### EXERCISE 1
In the entries, could you copy only the lines starting with the one containing "[outline] **green foliage**" and going on through the one containing "10 113 L 10", with "Segment" swapped out for "Outline" and nothing else changed?
### EXERCISE 2
Can you resume the biography of Michael Trappes-Lomax after its last sentence?

### PASSAGE TO READ
--

Rouge Dragon Pursuivant
- In office 1946–1951
- Preceded by: Eric Neville Geijer
- Succeeded by: Robin de la Lanne-Mirrlees

Somerset Herald
- In office 1951 – 1967 (retired)
- Preceded by: George Bellew
- Succeeded by: Rodney Dennys

Personal details
- Born: 16 October 1900
- Died: 24 November 1972 (aged 72)
- Alma mater: University of Oxford

Military service
- Allegiance: United Kingdom
- Rank: major
- Unit: Scots Guards

= Michael Trappes-Lomax =

Michael Roger Trappes-Lomax, FSA (16 October 1900 - 24 November 1972) was a poet, soldier, historian, and officer of arms at the College of Arms in London. He was the third son of Richard Trappes-Lomax and during World War II, served as a major in the Scots Guards.

==Life==
As an undergraduate at the University of Oxford he was a member of the Officer Training Corps, after graduation he was commissioned a second lieutenant in the 4th/5th battalion of the East Lancashire Regiment (a Territorial Army battalion) in April 1927. He was promoted to lieutenant in April 1930, but later in the year he transferred to the Supplementary Reserve of Officers, and became a Scots Guard. He resigned his commission in 1935, but in 1938, with World War II approaching, he was re-commissioned.

--

### TASK INPUTS
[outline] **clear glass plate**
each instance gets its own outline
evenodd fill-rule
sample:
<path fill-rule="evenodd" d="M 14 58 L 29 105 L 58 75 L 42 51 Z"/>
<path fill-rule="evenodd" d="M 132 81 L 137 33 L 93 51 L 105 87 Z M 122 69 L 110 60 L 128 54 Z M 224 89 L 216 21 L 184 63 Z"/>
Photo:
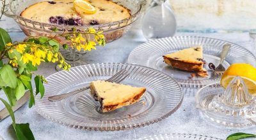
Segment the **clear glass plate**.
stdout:
<path fill-rule="evenodd" d="M 122 69 L 131 71 L 124 84 L 147 88 L 140 101 L 111 112 L 102 113 L 90 90 L 59 102 L 49 96 L 88 86 L 92 81 L 106 80 Z M 93 130 L 118 130 L 145 126 L 162 120 L 180 106 L 183 94 L 179 84 L 160 71 L 133 64 L 98 64 L 72 67 L 47 78 L 45 93 L 36 98 L 36 111 L 51 121 L 73 128 Z M 159 111 L 161 110 L 161 111 Z"/>
<path fill-rule="evenodd" d="M 140 138 L 138 140 L 195 140 L 195 139 L 204 139 L 204 140 L 223 140 L 214 137 L 210 137 L 203 135 L 192 134 L 180 134 L 180 133 L 173 133 L 173 134 L 158 134 L 154 136 L 150 136 L 149 137 L 145 137 Z"/>
<path fill-rule="evenodd" d="M 130 53 L 127 63 L 136 64 L 159 70 L 173 77 L 182 87 L 201 88 L 205 85 L 220 81 L 220 76 L 214 76 L 213 71 L 208 64 L 205 67 L 209 76 L 206 78 L 195 77 L 190 79 L 193 72 L 180 71 L 168 66 L 163 62 L 163 55 L 186 48 L 202 45 L 204 48 L 204 59 L 207 64 L 212 62 L 218 66 L 220 53 L 224 44 L 231 44 L 223 66 L 237 62 L 249 63 L 256 66 L 256 57 L 246 48 L 236 44 L 218 39 L 197 36 L 175 36 L 155 39 L 145 43 Z"/>

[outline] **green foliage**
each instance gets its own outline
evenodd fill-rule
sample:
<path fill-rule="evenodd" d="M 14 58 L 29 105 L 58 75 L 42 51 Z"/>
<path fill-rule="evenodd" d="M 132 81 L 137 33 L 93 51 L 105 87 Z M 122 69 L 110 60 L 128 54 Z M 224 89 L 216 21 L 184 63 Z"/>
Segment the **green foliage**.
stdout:
<path fill-rule="evenodd" d="M 15 88 L 15 97 L 19 100 L 25 94 L 25 87 L 20 80 L 18 80 L 18 85 Z"/>
<path fill-rule="evenodd" d="M 10 113 L 10 116 L 12 118 L 13 124 L 15 125 L 15 117 L 14 117 L 14 113 L 13 111 L 12 111 L 12 106 L 9 105 L 9 104 L 5 101 L 4 99 L 2 98 L 0 98 L 0 100 L 3 102 L 3 103 L 4 104 L 5 108 L 7 109 Z"/>
<path fill-rule="evenodd" d="M 39 92 L 41 94 L 41 98 L 44 97 L 44 87 L 43 85 L 43 81 L 40 76 L 37 75 L 35 77 L 35 83 L 36 84 L 36 95 Z"/>
<path fill-rule="evenodd" d="M 9 87 L 2 87 L 5 95 L 6 95 L 7 98 L 9 100 L 10 104 L 13 106 L 16 104 L 16 97 L 15 97 L 15 90 Z"/>
<path fill-rule="evenodd" d="M 56 32 L 58 29 L 54 27 L 52 31 Z M 97 43 L 100 45 L 105 45 L 102 32 L 97 32 L 92 28 L 83 32 L 77 31 L 76 28 L 73 28 L 72 31 L 72 33 L 63 32 L 58 36 L 65 37 L 66 40 L 70 41 L 72 47 L 75 47 L 77 50 L 81 48 L 88 51 L 96 49 Z M 91 37 L 89 36 L 94 36 L 94 38 L 90 40 Z M 70 68 L 59 52 L 60 46 L 58 41 L 45 36 L 29 37 L 23 42 L 12 43 L 8 32 L 0 28 L 0 90 L 4 92 L 9 102 L 1 98 L 0 100 L 12 117 L 13 127 L 19 140 L 35 138 L 28 123 L 15 123 L 12 108 L 15 105 L 17 100 L 24 96 L 26 90 L 30 91 L 29 108 L 35 104 L 35 95 L 39 93 L 41 98 L 44 95 L 44 83 L 47 81 L 43 76 L 36 75 L 34 78 L 35 95 L 31 85 L 33 71 L 37 71 L 37 66 L 41 62 L 58 62 L 58 66 L 64 69 L 68 70 Z M 67 44 L 63 46 L 65 49 L 68 48 Z M 3 59 L 7 59 L 8 62 L 3 62 Z"/>
<path fill-rule="evenodd" d="M 29 129 L 29 123 L 16 123 L 15 127 L 17 137 L 19 140 L 33 140 L 35 139 L 32 131 Z"/>
<path fill-rule="evenodd" d="M 227 137 L 227 140 L 237 140 L 247 137 L 256 137 L 256 135 L 246 133 L 235 133 Z"/>
<path fill-rule="evenodd" d="M 0 68 L 3 66 L 3 60 L 0 60 Z"/>
<path fill-rule="evenodd" d="M 8 64 L 4 64 L 0 69 L 0 76 L 5 84 L 12 88 L 17 87 L 17 76 L 13 68 Z"/>
<path fill-rule="evenodd" d="M 11 38 L 5 30 L 0 27 L 0 51 L 3 51 L 6 44 L 12 43 Z"/>

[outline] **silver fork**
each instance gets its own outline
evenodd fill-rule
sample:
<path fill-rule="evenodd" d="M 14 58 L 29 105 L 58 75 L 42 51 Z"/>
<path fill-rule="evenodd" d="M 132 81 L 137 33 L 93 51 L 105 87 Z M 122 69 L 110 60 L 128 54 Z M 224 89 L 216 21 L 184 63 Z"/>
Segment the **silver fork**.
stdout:
<path fill-rule="evenodd" d="M 130 74 L 130 73 L 131 73 L 130 72 L 127 71 L 125 69 L 122 69 L 121 71 L 116 73 L 112 77 L 111 77 L 109 79 L 106 80 L 106 81 L 115 82 L 116 83 L 119 83 L 121 81 L 122 81 L 124 80 L 125 80 Z M 72 95 L 74 95 L 75 94 L 77 94 L 79 92 L 81 92 L 83 91 L 88 90 L 89 88 L 90 88 L 90 86 L 84 87 L 84 88 L 82 88 L 79 90 L 75 90 L 73 92 L 68 92 L 67 94 L 63 94 L 54 95 L 54 96 L 50 96 L 48 97 L 48 100 L 50 101 L 52 101 L 52 102 L 61 101 L 61 100 L 63 100 L 67 97 L 69 97 Z"/>
<path fill-rule="evenodd" d="M 223 48 L 222 48 L 221 53 L 220 55 L 220 62 L 219 66 L 215 69 L 214 74 L 215 76 L 219 76 L 219 75 L 222 75 L 225 71 L 226 71 L 226 69 L 223 67 L 222 64 L 223 63 L 223 61 L 225 60 L 225 58 L 226 58 L 227 54 L 228 54 L 228 52 L 229 51 L 229 48 L 230 48 L 231 45 L 230 44 L 225 44 L 223 46 Z"/>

--

### RESPONSE 1
[outline] **green foliage**
each instance gets its own outline
evenodd fill-rule
sample:
<path fill-rule="evenodd" d="M 14 58 L 29 105 L 58 75 L 42 51 Z"/>
<path fill-rule="evenodd" d="M 132 81 L 137 33 L 93 51 L 105 87 Z M 122 69 L 110 60 L 128 54 Z M 224 89 L 216 21 L 184 63 Z"/>
Outline the **green foliage**.
stdout:
<path fill-rule="evenodd" d="M 15 88 L 15 97 L 19 100 L 25 94 L 25 87 L 20 80 L 18 80 L 18 85 Z"/>
<path fill-rule="evenodd" d="M 10 113 L 10 116 L 12 118 L 13 124 L 15 125 L 15 117 L 14 117 L 14 113 L 13 111 L 12 111 L 12 106 L 9 105 L 9 104 L 5 101 L 4 99 L 2 98 L 0 98 L 0 100 L 3 102 L 3 103 L 4 104 L 5 108 L 7 109 Z"/>

### RESPONSE 2
He saw action in Egypt and served as Aide-de-camp to General Sir James Marshal Cornwall. On his formal retirement in 1951 he was granted the honorary rank of major.

Shortly after the war, Trappes-Lomax began his heraldic career with an appointment as Rouge Dragon Pursuivant of Arms in Ordinary on 28 August 1946. He held this post until 1951 when he was promoted to the office of Somerset Herald of Arms in Ordinary. It was in this capacity that he took part in the proclamation and Coronation of Queen Elizabeth II. He retired from this position in 1967.

Trappes-Lomax also had much talent in his literary endeavours and during his lifetime he published works of both a factual and fictional nature. He died unmarried on 24 November 1972 after a long and active life. It was said of him that he undertook everything he did with enthusiasm and enjoyment.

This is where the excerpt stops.